» Text
Think about all the ways we Americans use water: flushing toilets, cleaning house, bathing, cooking, household drinking, washing dishes, doing laundry, washing cars, keeping lawns, gardens, animals alive, recreation if you own a pool. How much would you use if you had to pull every bucket up yourself? What would you do if suddenly you had none?

We are bathing with wet wipes. Since I work from home, I wash my hair only when I know I'm going to be seen, about once a week. We drink and cook from bottled water. Fortunately we have a lot of dishes and clothes. I may soon have to drive to another town to use a laundromat and resort to paper plates. That little puddle is managing to keep our animals watered--so far. We can only hope for rain.

I've begun to realize Life, as we've known it, is pretty luxurious compared to what the pioneers must have experienced. I think about all the people today in third world countries who live on about 3 gallons of water--or less--per person per day and that water might even be as skanky as what's in our river right now.

So, the next time you turn on your faucet be conservative with your use, and remember to be thankful!

Sunday, June 14, 2009

Sunday Stills: Water Towers or Grain Silos

We don't exactly have water towers here in my ghost town (or grain silos, either), a place that is ultimately all about cool, clear water--but I hope you'll enjoy this brief history of our water storage through the colorized photos I took today. It's 106 degrees today and I'm drinking lots of water!

The river water is so clear, you can see to the bottom of a 20 foot swimming hole.

In 1868 pioneers dug a ditch (otherwise known as an acequia) eight miles long, diverting water from the river to irrigate 800 acres of farm land. They originally named the town "The Ditch" which prevailed until a post office was opened about seven years later, when it was named after the river: Rio Frio.

The ditch ran for over 100 years. Now it is dry, but locals whose property it crosses must pay the state a water use right. Go figure.

Many of us living on the original plots have hand dug pioneer wells. This is one of my favorites--with a classic wishing well look--since it still has the wood to throw a bucket over. They are all about 40-50 feet deep, through solid limestone, sized just wide enough for a man to swing a pick axe.

» Raw data
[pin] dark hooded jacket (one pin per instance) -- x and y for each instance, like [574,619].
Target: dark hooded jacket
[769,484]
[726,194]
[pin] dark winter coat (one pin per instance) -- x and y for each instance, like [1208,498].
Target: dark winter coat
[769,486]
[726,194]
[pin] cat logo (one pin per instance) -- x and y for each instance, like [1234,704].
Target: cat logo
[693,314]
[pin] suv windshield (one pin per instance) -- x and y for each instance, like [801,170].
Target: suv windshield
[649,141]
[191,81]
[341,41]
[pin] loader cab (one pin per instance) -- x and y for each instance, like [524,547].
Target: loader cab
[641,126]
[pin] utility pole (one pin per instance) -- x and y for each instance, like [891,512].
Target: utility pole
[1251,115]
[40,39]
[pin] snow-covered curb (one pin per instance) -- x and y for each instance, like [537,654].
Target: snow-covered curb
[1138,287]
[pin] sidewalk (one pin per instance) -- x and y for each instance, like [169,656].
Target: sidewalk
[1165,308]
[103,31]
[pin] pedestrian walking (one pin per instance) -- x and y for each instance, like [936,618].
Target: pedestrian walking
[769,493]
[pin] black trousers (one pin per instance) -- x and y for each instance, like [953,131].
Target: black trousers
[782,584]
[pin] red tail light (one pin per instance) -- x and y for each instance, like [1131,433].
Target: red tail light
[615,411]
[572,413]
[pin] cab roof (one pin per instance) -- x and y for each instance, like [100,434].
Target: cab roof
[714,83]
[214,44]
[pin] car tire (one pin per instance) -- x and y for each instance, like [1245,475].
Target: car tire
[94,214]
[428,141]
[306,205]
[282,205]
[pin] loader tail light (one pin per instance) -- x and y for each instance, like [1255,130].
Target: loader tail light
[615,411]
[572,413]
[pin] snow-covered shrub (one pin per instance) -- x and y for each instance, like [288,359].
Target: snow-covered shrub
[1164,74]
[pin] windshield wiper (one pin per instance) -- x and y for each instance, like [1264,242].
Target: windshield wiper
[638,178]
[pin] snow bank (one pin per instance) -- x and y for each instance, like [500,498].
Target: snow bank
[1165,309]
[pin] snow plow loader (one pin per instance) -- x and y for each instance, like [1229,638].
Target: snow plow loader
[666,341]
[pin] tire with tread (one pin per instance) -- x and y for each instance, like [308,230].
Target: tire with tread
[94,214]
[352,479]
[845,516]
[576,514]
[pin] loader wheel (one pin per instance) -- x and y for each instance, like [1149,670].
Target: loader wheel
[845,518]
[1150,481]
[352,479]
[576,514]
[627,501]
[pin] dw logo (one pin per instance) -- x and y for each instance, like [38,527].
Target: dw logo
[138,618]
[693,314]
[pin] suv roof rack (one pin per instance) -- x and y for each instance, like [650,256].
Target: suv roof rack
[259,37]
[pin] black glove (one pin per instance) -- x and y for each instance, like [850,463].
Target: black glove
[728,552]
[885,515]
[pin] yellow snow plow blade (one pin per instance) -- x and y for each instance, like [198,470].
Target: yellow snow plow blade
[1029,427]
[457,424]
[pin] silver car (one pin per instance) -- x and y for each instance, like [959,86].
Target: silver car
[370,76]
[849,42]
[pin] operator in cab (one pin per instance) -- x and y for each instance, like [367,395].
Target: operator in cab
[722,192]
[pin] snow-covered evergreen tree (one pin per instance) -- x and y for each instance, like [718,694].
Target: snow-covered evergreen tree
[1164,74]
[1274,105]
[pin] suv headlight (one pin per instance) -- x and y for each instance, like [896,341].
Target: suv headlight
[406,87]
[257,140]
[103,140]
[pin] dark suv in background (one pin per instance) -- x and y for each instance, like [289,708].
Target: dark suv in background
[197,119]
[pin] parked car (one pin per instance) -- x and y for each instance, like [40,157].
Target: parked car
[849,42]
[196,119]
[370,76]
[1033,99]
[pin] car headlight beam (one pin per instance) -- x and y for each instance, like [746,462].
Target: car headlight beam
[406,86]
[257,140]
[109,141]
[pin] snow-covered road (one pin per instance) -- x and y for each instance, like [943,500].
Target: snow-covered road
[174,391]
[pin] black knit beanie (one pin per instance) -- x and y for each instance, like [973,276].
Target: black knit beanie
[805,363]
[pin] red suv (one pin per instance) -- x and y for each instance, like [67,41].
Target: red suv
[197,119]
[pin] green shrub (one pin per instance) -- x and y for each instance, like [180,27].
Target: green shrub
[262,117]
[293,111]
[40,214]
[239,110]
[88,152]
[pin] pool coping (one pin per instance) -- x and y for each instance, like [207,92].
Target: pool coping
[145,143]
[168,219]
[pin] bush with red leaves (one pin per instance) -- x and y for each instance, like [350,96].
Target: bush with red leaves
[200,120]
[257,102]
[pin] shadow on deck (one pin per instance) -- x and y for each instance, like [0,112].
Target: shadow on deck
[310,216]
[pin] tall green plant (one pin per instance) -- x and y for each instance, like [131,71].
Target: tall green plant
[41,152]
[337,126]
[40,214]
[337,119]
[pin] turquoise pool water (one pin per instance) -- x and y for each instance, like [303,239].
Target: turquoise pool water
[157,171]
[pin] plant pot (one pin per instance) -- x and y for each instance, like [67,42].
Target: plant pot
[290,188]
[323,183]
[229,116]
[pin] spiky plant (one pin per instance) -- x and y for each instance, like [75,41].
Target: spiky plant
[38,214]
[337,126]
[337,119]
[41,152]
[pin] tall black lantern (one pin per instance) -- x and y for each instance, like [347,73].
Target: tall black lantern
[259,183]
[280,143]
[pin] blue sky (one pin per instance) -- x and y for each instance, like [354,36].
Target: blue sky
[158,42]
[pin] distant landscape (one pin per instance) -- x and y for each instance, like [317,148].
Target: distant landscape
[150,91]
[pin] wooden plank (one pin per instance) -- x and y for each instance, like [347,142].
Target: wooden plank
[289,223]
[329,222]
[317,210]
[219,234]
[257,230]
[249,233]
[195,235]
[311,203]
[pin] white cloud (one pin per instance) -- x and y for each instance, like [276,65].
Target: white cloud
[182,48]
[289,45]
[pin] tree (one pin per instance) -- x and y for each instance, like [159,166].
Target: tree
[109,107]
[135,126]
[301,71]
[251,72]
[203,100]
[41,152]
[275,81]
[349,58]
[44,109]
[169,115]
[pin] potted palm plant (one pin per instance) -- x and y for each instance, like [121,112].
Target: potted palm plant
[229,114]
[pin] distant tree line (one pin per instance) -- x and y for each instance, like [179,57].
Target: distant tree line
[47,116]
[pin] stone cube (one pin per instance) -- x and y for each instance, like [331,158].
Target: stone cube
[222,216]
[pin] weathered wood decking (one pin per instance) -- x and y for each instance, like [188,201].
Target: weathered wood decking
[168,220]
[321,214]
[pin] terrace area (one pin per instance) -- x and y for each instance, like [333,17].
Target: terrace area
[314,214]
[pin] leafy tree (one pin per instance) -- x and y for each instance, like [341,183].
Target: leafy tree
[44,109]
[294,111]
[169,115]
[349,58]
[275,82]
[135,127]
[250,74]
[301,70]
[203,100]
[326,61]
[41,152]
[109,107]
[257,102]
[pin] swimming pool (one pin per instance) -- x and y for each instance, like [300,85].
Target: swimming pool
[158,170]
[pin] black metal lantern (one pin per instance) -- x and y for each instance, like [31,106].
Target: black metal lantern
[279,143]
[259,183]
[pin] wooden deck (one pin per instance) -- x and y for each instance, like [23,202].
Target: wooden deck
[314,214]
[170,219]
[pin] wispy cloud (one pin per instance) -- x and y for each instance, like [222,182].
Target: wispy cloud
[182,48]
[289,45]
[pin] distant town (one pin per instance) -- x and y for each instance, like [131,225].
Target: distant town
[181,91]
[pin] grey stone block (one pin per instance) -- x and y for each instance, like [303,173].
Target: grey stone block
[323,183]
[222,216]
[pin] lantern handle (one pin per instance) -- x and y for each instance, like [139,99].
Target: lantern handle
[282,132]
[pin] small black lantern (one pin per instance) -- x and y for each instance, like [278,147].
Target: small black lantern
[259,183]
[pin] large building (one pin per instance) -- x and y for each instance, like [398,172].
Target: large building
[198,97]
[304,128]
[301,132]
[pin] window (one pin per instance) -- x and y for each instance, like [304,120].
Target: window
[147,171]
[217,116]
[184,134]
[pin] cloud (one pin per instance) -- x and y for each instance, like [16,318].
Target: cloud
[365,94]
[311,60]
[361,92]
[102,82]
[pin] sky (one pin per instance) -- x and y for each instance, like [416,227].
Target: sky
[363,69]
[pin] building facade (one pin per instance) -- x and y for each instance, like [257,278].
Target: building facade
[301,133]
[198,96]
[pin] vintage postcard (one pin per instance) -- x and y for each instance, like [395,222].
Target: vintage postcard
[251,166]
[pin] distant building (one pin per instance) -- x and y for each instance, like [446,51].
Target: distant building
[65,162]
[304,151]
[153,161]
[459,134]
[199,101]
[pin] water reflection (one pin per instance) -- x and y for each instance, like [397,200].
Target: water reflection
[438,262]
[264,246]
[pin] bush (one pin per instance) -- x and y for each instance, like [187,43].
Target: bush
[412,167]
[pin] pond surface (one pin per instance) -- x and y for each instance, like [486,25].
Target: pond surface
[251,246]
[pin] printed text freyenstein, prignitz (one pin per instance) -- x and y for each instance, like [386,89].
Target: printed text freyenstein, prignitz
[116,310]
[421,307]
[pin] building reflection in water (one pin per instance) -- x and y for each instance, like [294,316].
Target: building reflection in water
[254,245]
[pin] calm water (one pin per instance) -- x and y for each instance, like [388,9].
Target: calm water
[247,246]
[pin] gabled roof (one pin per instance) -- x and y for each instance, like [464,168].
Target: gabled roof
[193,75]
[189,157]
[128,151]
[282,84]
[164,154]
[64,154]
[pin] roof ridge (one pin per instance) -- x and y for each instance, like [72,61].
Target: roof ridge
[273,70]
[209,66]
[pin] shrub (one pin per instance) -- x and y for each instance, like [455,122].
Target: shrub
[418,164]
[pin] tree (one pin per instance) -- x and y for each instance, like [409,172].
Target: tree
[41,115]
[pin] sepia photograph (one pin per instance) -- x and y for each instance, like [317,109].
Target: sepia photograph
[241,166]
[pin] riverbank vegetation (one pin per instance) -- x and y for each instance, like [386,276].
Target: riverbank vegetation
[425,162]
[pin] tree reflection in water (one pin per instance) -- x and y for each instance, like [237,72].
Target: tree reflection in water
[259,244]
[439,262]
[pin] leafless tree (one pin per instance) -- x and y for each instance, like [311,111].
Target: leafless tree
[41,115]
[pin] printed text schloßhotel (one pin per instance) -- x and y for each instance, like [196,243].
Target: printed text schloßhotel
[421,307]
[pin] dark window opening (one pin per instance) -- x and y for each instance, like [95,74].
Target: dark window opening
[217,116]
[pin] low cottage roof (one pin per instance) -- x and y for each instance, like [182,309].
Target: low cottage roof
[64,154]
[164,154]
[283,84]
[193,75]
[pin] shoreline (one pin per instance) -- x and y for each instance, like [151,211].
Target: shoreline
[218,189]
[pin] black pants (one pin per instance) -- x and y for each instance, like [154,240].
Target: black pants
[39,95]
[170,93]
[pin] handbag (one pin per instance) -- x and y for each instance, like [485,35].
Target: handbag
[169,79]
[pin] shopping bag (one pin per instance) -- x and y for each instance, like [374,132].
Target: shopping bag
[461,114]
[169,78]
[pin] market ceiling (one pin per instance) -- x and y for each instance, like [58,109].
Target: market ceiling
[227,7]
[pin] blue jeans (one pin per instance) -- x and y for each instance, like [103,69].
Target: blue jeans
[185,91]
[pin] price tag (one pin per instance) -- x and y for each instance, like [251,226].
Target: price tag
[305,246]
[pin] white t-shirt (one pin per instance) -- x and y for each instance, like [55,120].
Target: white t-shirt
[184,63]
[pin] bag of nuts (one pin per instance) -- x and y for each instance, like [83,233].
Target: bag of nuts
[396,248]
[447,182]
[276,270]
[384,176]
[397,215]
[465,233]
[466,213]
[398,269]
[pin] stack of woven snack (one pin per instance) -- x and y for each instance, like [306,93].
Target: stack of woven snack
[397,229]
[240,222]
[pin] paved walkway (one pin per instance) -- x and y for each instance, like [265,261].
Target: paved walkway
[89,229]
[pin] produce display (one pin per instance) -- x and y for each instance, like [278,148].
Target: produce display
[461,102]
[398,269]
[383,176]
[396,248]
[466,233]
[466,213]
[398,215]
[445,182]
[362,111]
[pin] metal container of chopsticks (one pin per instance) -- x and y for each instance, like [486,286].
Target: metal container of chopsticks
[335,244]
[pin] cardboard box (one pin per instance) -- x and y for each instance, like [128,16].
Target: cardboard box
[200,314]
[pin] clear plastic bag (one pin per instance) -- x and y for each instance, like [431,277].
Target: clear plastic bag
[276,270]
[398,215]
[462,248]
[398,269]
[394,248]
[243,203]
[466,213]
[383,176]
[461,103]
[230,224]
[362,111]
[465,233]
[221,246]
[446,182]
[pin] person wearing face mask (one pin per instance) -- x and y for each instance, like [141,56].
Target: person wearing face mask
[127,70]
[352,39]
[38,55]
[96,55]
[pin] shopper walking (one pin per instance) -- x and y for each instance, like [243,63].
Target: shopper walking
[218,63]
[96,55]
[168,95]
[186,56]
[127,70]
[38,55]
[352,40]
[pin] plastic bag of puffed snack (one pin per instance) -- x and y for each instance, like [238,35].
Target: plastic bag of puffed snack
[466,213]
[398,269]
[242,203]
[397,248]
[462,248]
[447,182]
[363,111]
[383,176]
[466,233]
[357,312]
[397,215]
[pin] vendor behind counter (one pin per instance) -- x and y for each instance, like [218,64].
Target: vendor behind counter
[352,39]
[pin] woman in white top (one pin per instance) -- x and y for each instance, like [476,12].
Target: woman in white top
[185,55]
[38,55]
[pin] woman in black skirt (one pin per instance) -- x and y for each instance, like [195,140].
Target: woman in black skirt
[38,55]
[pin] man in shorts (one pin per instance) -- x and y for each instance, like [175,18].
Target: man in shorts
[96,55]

» Required work
a – Transcribe the stretch of the text on water from "Sunday Stills: Water" through "foot swimming hole.".
b – List every measurement in the text on water that is given in a unit of volume, temperature, length, or area, in the order it appears.

» Exercise solutions
a –
Sunday Stills: Water Towers or Grain Silos

We don't exactly have water towers here in my ghost town (or grain silos, either), a place that is ultimately all about cool, clear water--but I hope you'll enjoy this brief history of our water storage through the colorized photos I took today. It's 106 degrees today and I'm drinking lots of water!

The river water is so clear, you can see to the bottom of a 20 foot swimming hole.

b –
3 gallons
106 degrees
20 foot
eight miles
800 acres
40-50 feet